▸ SELECTED EXTRACT:
Its body is deep and compressed sideways, with a single, long dorsal fin. It is usually about 15 cm long, but has reached 25 cm.

It is highly variable in colour, depending on the environment and age of the fish. The corkwing wrasse has a black spot in the middle of the tail stalk, and a comma-shaped spot behind the eye. Females and juveniles tend to be brown or greenish-brown, while the males are typically more brightly coloured. Both sexes have lines on their heads and gill covers which are brown and pale blue in the female, and bright green or blue in the male.

It feeds on a large variety of prey, but mainly bivalves and copepods.

▸ LISTED ENTRIES:
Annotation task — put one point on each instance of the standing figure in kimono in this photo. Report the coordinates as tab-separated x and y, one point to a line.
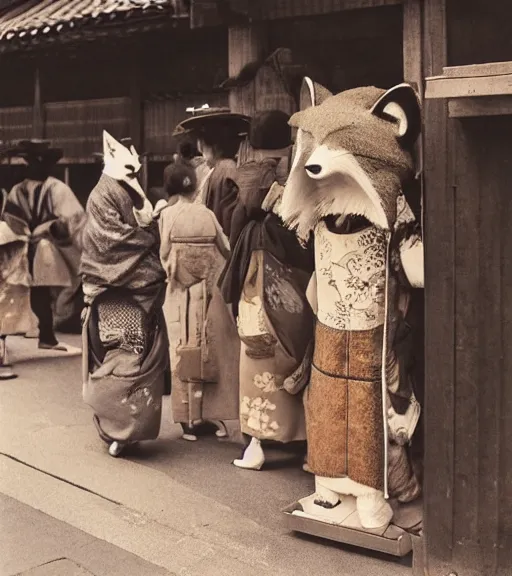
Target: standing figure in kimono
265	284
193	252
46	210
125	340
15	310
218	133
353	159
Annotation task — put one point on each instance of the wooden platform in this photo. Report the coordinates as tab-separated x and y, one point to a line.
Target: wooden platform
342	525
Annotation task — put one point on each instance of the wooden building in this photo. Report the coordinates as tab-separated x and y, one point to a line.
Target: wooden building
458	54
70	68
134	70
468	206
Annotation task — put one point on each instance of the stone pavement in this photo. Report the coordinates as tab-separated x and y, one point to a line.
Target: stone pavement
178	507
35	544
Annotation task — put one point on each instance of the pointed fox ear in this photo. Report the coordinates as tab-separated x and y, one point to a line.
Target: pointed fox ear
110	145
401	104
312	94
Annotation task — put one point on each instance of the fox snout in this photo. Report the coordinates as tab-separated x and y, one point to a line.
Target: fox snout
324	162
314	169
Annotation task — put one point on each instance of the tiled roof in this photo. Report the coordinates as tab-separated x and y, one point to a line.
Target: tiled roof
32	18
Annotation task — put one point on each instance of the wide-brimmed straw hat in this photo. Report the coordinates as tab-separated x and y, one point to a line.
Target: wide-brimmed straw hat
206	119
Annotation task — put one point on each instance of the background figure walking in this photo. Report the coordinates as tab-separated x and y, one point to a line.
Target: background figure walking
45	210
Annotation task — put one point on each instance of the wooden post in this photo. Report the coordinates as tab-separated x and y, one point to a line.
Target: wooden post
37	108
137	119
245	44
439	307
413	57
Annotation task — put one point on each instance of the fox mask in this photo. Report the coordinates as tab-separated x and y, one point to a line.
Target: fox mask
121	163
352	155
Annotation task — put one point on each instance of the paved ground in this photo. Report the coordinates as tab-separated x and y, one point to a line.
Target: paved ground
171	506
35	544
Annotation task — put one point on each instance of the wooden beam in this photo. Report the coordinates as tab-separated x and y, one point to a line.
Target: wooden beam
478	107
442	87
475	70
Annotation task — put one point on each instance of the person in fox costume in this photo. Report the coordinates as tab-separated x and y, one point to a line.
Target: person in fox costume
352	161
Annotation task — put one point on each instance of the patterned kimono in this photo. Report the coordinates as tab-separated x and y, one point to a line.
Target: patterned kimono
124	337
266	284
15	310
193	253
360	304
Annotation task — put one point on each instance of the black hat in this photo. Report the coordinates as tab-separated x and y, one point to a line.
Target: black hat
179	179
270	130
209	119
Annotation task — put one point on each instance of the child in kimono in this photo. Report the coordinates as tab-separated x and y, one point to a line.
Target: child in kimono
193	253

▸ WORK TO COMPLETE:
1 – According to the corkwing wrasse text, what two kinds of prey does the fish mainly eat?
2 – Continue the text about the corkwing wrasse from its last sentence.

▸ ANSWER LIST:
1 – Bivalves and copepods.

2 –
==Reproduction==
The males exhibit dimorphism, where the territorial males build a ball-shaped nest of seaweed in rock crevices or sedimentary areas, amongst seaweed or seagrasses. The nest has an entrance hole which the male guards aggressively. The other morph mimics the females and tries to sneak-fertilize. The sneakers are much smaller than the territorial males, and cannot be visually distinguished from females. As there is a trade-off between reproductive investment and growth, the sneakers have much larger gonads related to body size than the territorial males. Their sperm quality is also shown to be better for the sneaker, as it is longer-lived. About 5 – 20% of the males in a population tend to be sneakers.

==Importance==
The fish has been commercially used since 1988 because of its ability to remove parasites from other fish. It is today heavily fished and one may say exploited for the use in aquaculture to remove salmon louse (Lepeophtheirus salmonis).